▶ DATA SUPPLIED
.....

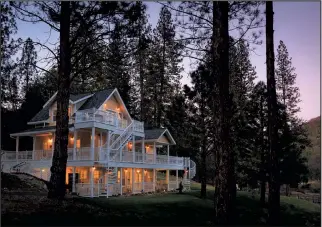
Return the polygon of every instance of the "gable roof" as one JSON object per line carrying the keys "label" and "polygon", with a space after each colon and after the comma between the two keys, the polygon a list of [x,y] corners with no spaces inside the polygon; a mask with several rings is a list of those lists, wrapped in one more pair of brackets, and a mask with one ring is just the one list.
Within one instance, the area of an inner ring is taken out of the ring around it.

.....

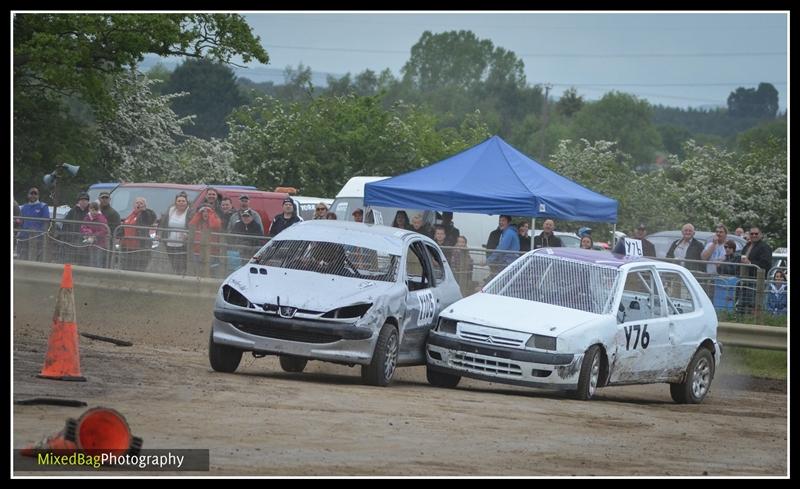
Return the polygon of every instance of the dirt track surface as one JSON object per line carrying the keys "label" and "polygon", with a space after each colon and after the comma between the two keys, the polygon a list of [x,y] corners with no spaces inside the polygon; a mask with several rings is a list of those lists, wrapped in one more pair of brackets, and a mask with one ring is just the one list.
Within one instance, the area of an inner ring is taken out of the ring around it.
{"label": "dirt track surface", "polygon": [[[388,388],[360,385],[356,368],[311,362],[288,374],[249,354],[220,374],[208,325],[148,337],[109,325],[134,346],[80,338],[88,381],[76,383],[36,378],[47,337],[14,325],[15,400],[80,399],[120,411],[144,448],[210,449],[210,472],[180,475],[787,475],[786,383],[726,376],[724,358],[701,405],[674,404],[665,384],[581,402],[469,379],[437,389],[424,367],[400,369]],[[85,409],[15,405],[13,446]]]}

.....

▶ TASK STATEMENT
Scan the data for the word "object" and copy every line where it shows up.

▶ TASK ANSWER
Return the polygon of every instance of the "gable roof" as one JSON object per line carrying the keys "label" and "polygon", with a space after each colon and after the comma between the two keys, the polygon a list of [x,y] corners with no spaces inside the polygon; a mask with several rings is a list of those lists, wrapped in one more pair of brackets, and a mask with one ring is just the one list.
Return the polygon of every instance of the dirt track surface as one JSON object per line carrying the keys "label" and "polygon", with a space after each colon and after the comma between the two keys, the polygon a list of [x,y] corners with no spaces inside the polygon; a mask with several rings is a list of those lists, wrapped in one more pair of brackets, and a mask with one ring is just the one list.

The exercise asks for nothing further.